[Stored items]
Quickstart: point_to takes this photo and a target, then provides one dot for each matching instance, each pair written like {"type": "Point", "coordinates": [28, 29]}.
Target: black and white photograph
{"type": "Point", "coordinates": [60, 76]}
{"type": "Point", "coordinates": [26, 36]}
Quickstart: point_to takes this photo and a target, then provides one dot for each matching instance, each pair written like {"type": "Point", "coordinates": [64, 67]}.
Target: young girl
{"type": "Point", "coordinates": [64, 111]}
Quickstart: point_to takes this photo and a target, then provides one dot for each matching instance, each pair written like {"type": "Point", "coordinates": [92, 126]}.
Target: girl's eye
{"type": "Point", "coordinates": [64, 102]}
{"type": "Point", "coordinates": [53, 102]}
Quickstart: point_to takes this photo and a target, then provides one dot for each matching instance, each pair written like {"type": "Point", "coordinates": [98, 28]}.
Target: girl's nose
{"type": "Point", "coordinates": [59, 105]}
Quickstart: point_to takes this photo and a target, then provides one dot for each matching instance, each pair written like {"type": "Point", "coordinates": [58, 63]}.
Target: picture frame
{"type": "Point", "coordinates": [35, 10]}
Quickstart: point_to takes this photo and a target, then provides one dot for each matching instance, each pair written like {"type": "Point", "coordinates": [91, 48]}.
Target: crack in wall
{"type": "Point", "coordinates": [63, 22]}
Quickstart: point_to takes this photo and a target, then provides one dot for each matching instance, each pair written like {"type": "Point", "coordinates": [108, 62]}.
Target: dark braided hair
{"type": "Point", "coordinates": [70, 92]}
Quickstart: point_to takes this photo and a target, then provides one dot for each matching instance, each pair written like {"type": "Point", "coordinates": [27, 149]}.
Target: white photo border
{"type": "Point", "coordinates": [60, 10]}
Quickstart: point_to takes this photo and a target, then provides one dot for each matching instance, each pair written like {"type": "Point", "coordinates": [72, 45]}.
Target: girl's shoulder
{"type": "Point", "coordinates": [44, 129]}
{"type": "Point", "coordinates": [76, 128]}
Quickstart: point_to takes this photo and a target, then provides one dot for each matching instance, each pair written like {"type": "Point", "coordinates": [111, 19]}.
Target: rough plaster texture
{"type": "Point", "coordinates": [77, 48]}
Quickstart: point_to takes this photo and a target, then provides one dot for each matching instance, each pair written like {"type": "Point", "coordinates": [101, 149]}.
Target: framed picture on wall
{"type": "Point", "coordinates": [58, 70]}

## Exercise brief
Line by line, copy the data above.

## Written solution
Quickstart: point_to takes this photo and a target, then provides one dot for each matching instance, each pair written like {"type": "Point", "coordinates": [28, 29]}.
Target: black and white photograph
{"type": "Point", "coordinates": [60, 76]}
{"type": "Point", "coordinates": [26, 36]}
Quickstart: point_to takes this photo and a target, then provides one dot for each matching instance, each pair written like {"type": "Point", "coordinates": [64, 67]}.
Target: young girl
{"type": "Point", "coordinates": [64, 111]}
Quickstart: point_to takes this photo and a target, then provides one dot for each matching instance, each pair written like {"type": "Point", "coordinates": [92, 126]}.
Target: girl's eye
{"type": "Point", "coordinates": [64, 102]}
{"type": "Point", "coordinates": [53, 102]}
Quickstart: point_to takes this photo and a target, then provides one dot for each matching instance, each pair written like {"type": "Point", "coordinates": [98, 28]}.
Target: girl's nose
{"type": "Point", "coordinates": [59, 105]}
Quickstart: point_to takes this photo and a target, then provides one dot for each matching instance, each pair written like {"type": "Point", "coordinates": [58, 63]}.
Target: picture frame
{"type": "Point", "coordinates": [35, 10]}
Quickstart: point_to takes this photo and a target, then provides one dot for each matching instance, each pair written like {"type": "Point", "coordinates": [91, 48]}.
Target: crack in wall
{"type": "Point", "coordinates": [63, 22]}
Quickstart: point_to takes this photo and a target, then provides one dot for each matching instance, each pair written like {"type": "Point", "coordinates": [108, 62]}.
Target: dark braided hair
{"type": "Point", "coordinates": [70, 92]}
Quickstart: point_to takes this photo and a target, then provides one dot for each matching instance, each pair written like {"type": "Point", "coordinates": [27, 149]}.
Target: white photo border
{"type": "Point", "coordinates": [60, 10]}
Quickstart: point_to takes this photo and a target, then provides one dot for each matching instance, each pair written like {"type": "Point", "coordinates": [72, 45]}.
Target: girl's shoulder
{"type": "Point", "coordinates": [44, 129]}
{"type": "Point", "coordinates": [76, 128]}
Quickstart: point_to takes this photo and a target, then provides one dot for each matching instance, each pair written like {"type": "Point", "coordinates": [111, 19]}.
Target: rough plaster texture
{"type": "Point", "coordinates": [77, 48]}
Quickstart: point_to takes this photo and a target, then provides one dot for each matching instance, each pair written like {"type": "Point", "coordinates": [101, 149]}.
Target: framed picture on wall
{"type": "Point", "coordinates": [58, 70]}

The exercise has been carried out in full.